• [作業指示]:
1. 戸隠そば訪問の文章について、次の問いに答えてください。
(a) 「戸隠そば」の所在地として、括弧内に書かれている地名は何ですか。
(b) 「宝来屋」で食べたいと書かれている料理は何ですか。
(c) 記録的な大雪だとされている地域はどこですか。
2. 戸隠そば訪問の文章のうち、「小川駅前「戸隠とがくしそば」」から「という。どうなっているのか。」までを一字も変えずに書き写してください。
3. 戸隠そば訪問の文章を、最後の文に続けて書き継いでください。

== 文書の抜粋

【第70回】


小川駅前「戸隠とがくしそば」
 ときどき、自宅から自転車で行ける5キロ圏内の駅前にある立ち食いソバ店をチェックし、思いついたら訪れている。西武国分寺線「小川」駅前の「戸隠そば」(小平市小川西町)は気になりながら未踏であった。というのは、小川へ行くなら隣の市になるが同じ西武国分寺線沿いでわりあい近い町中華の名店「宝来屋」(東村山市美住町1丁目)でタンメンを食べたい。そんなにひんぱんに訪れる地域でもないので、「宝来屋」タンメンは逃したくない大きな魚だった(言い過ぎてないかな)。
 今回はへそに力を溜め、「よし、戸隠そばへ行くぞ!」とワンテーマを固く誓ってペダルをこぎだした。すでに11月下旬で、もうすぐ街にクリスマスソングが流れ始める初冬であるが、穏やかな日差しに包まれ風はまだ冷たくない。どうかするとコートを脱ぎたいくらいだ。ところが、北海道では記録的な大雪だという。どうなっているのか。
 いつも通るコースではなく、適当に方角を決めて知らない道を入っていったら、住宅街と畑に囲まれた袋小路に入ってしまい難渋する。しばらく自転車を停めて、あたりをうかがっていると、中年女性が乗る自転車が畑の脇にすっと姿を消していった。近づいてみると、自転車が1台ようやく通れるぐらいの細い道があった。下は土の道である。地図にはない。知る人ぞ知る、であろう。もと来た道を戻るしかないと思いかけたので助かった。

====
== データ一覧

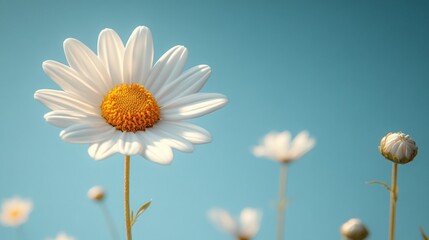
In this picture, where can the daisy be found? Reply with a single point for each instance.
(15, 211)
(280, 146)
(243, 228)
(62, 236)
(118, 101)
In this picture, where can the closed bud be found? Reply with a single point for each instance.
(398, 147)
(354, 229)
(96, 193)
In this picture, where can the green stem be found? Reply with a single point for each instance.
(393, 198)
(127, 197)
(282, 201)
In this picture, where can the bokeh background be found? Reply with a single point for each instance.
(347, 71)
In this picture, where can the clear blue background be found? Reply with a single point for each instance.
(347, 71)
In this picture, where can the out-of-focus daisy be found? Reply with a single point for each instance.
(279, 146)
(354, 229)
(243, 228)
(96, 193)
(118, 101)
(62, 236)
(398, 147)
(15, 211)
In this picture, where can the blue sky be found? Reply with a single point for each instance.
(347, 71)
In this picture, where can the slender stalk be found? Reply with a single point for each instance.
(109, 221)
(127, 197)
(20, 233)
(282, 201)
(393, 198)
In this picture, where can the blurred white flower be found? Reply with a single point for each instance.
(398, 147)
(15, 211)
(244, 228)
(279, 146)
(62, 236)
(118, 101)
(96, 193)
(354, 229)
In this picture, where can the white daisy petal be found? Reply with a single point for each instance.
(188, 83)
(57, 100)
(129, 144)
(111, 99)
(66, 118)
(138, 57)
(104, 149)
(168, 67)
(281, 148)
(189, 131)
(70, 81)
(250, 220)
(111, 52)
(155, 150)
(87, 132)
(192, 106)
(86, 63)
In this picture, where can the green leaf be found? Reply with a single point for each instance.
(381, 183)
(140, 212)
(425, 237)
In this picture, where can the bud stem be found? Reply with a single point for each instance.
(127, 197)
(393, 198)
(282, 201)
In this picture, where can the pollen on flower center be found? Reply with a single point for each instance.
(130, 108)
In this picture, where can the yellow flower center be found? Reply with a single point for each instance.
(130, 108)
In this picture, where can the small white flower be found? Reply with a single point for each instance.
(96, 193)
(354, 229)
(246, 227)
(398, 147)
(279, 146)
(15, 211)
(118, 101)
(62, 236)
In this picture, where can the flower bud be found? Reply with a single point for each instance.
(354, 229)
(398, 147)
(96, 193)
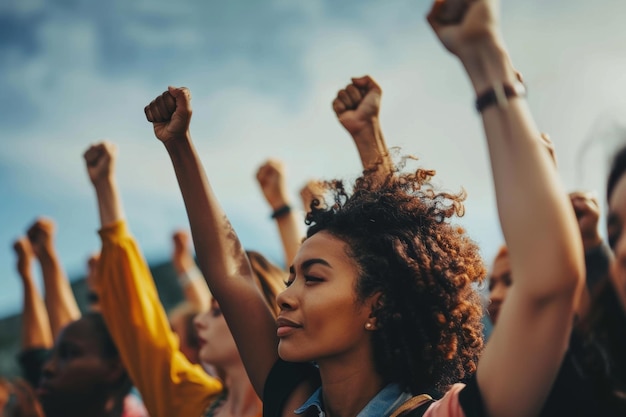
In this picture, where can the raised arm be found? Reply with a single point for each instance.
(36, 331)
(59, 298)
(189, 276)
(537, 220)
(271, 178)
(220, 255)
(130, 305)
(312, 190)
(357, 107)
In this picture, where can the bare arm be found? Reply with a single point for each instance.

====

• [設問別の解答]:
1.
(a) 小平市小川西町
(b) タンメン
(c) 北海道

2.
小川駅前「戸隠とがくしそば」
 ときどき、自宅から自転車で行ける5キロ圏内の駅前にある立ち食いソバ店をチェックし、思いついたら訪れている。西武国分寺線「小川」駅前の「戸隠そば」(小平市小川西町)は気になりながら未踏であった。というのは、小川へ行くなら隣の市になるが同じ西武国分寺線沿いでわりあい近い町中華の名店「宝来屋」(東村山市美住町1丁目)でタンメンを食べたい。そんなにひんぱんに訪れる地域でもないので、「宝来屋」タンメンは逃したくない大きな魚だった(言い過ぎてないかな)。
 今回はへそに力を溜め、「よし、戸隠そばへ行くぞ!」とワンテーマを固く誓ってペダルをこぎだした。すでに11月下旬で、もうすぐ街にクリスマスソングが流れ始める初冬であるが、穏やかな日差しに包まれ風はまだ冷たくない。どうかするとコートを脱ぎたいくらいだ。ところが、北海道では記録的な大雪だという。どうなっているのか。

3.
 なんとか袋小路を脱出し、自宅から20分ほどで「戸隠そば」へ到着。自転車はすぐ近くの地方銀行の駐輪場に停めさせてもらった。すいません。「戸隠そば」は小川駅から徒歩2分ぐらい。小川駅は西武拝島線も乗り入れる地上ホームの橋上駅。小さな駅前西口はT字になっていて、目の前の道を西に進むしかない。交番がすぐ角にある。なんだか、松本清張の小説で殺人を犯してしまうサラリーマンが夜に降り立ちそうな駅前だ。私は、こういう雰囲気、好きである。
「戸隠そば」はすぐ目の前。かなりの年季が入った店舗だ。2階建てのようだが、3階建て分はある大きな緑の幌に「自動車教習所」の広告の文字が目立つ。広告看板のスペースらしい。手動の入口ドアを開くとすぐ鍵の手となるカウンターに椅子席。壁に書き文字のメニューが並んでいる。かけそば300円は、まあ普通だが、さまざまなご飯もののセットが500円からとこれはサービス価格。珍しいのは看板にも「そば・うどん・焼きそば」と「焼きそば」があるが、ほかにラーメンもあること。無敵の炭水化物王国である。
 カウンターに座ろうとしたら、厨房のマスク老人店主が、なにかごしょごしょと言った。何と言ったのか不明だ。しかし「支持する政党は?」とか、「初恋の女性はいま何をしている?」などと聞くわけはない。事前の調査で「たぬきそば+カレー小セット」500円と注文は決めていたので、それを告げる。また、ごしょごしょと何か言ったが、こちらは「水」と聞こえたので、後ろに給水機があるから勝手にどうぞ、という意味のことを言ったと分かった。いやあ、大変です。
 少し待って、カウンター上にカレー、そばの順に出された。黒く重い丼にたっぷりの汁に沈んでそば、ネギ、大きめの天かすが散らしてある。汁は真っ黒系ではなく赤みがかった好みのタイプ。カレーは「小」ということであったが、量は「並」で、小食の人ならこれで満腹になるだろう。黄色味がかったスパイスの効いたカレーは、小麦粉多めのドロリとしたタイプ。少し食べてみたが、これは新潟「万代バスセンター」の立ち食い店の名物カレーとそっくり。いやあ、うまいうまい。新潟まで行く必要はなくなった。

 そばの麺はゆで麺の柔らかめ。汁が最後まで熱くて、量も多いのがうれしい。特筆すべきことはないにしても、立ち食いそばの必要条件を満たした合格品だ。「戸隠そば」と言えば、一般的にはそばの国・長野を代表するそばのことで、そばの甘皮を剥かずに挽く製法を使う。まさか、ここがそうだとは思わない。しかし何の文句もございません。おいしゅういただきました。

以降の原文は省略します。